By Katie Ritz
An expected Kentucky Derby favorite, Godolphin homebred Maxfield (Street Sense) suffered a non-displaced condylar fracture in his right front leg Wednesday morning while breezing a half-mile at Keeneland.
The Brendan Walsh trainee joins a growing list of 3-year-olds now off the Derby trail as Wells Bayou (Lookin At Lucky) was found to have bone bruising also on Wednesday morning. Within the past two weeks, the race also lost the undefeated Bob Baffert colts Nadal (Blame) and Charlatan (Speightstown) due to injuries.
“He wasn’t cooling out right after the work,” Walsh said of Maxfield’s Wednesday morning training session. “We knew right after and we were able to get on it as quick as possible.”
An X-ray revealed the injury and the colt was swiftly sent to Rood and Riddle Equine Hospital. There he underwent surgery with internationally recognized equine orthopedic surgeon Dr. Larry Bramlage.
“Everything went really well,” Walsh reported Wednesday afternoon following the surgery. “They put a couple screws into the fracture and it came together really, really well.”
Walsh said they will know more in the next few days. “When these things happen, everything needs to be taken care of as quickly as possible,” he said. “It just gives them a better chance for everything to come together. In this case, it looks like it has and, hopefully, he will have a good few days, which is going to be really important. And then we’ll take it from there.”
A son of the Darley sire and Kentucky Derby hero Street Sense, Maxfield is the second foal out of the Godolphin mare Velvety (Bernardini), a half to Grade I winner and sire Sky Mesa (Pulpit) as well as the multiple graded stakes-winning Golden Velvet (Seeking the Gold).
Maxfield showed promise early on as a juvenile when he broke his maiden at first asking in September at Churchill Downs. Next out he took the GI Claiborne Breeders’ Futurity at Keeneland by over five lengths. A favorite going into the GI Breeders’ Cup Juvenile, an ankle chip forced the colt to drop out of contention days before the race.
Returning onto the scene with a vengeance, last month Maxfield staked his claim as a top 3-year-old when he won the GIII Matt Winn S.

● **DATASET CONTENT**:
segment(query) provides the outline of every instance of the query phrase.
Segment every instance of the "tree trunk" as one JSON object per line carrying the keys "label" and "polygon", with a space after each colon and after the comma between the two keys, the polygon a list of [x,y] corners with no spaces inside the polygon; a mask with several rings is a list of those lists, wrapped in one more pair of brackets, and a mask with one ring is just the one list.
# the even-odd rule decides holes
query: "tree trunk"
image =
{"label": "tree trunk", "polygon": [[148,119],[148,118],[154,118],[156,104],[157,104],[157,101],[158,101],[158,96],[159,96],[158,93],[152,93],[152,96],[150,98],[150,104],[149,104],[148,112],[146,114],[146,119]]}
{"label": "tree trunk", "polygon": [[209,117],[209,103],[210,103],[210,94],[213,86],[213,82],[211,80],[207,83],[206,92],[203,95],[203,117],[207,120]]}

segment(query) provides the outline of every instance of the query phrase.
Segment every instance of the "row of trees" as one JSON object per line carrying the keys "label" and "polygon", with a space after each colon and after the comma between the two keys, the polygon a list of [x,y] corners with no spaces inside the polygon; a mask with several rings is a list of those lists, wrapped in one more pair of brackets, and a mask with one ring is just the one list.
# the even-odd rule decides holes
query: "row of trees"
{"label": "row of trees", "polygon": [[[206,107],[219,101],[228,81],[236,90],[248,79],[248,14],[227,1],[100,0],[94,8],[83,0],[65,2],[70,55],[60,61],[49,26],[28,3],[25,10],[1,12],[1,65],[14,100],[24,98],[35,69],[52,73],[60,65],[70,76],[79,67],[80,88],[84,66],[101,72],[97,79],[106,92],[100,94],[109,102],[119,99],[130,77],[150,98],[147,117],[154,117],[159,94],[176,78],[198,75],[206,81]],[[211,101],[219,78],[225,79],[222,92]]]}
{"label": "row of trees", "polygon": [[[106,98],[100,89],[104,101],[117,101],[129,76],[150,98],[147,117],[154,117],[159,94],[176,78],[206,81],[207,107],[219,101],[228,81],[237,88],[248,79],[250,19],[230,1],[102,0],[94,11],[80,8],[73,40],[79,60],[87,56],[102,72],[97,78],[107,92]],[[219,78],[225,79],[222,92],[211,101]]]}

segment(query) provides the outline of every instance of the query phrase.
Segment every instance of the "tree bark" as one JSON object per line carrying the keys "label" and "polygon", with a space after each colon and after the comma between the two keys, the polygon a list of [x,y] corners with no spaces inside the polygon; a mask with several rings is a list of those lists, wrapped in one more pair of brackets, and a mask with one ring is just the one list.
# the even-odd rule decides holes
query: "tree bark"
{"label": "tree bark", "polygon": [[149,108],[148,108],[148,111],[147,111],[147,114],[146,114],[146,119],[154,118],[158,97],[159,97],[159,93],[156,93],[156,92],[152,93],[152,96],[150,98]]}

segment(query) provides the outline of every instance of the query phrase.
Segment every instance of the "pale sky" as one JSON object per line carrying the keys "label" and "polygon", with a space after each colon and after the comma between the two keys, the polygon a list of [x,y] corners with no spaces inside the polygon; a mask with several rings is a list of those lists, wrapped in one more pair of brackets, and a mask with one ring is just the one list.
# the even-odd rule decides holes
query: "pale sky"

● **PROMPT**: According to the article on Maxfield's injury, which equine orthopedic surgeon operated on the colt at Rood and Riddle Equine Hospital?

● **WRITTEN REPLY**: Dr. Larry Bramlage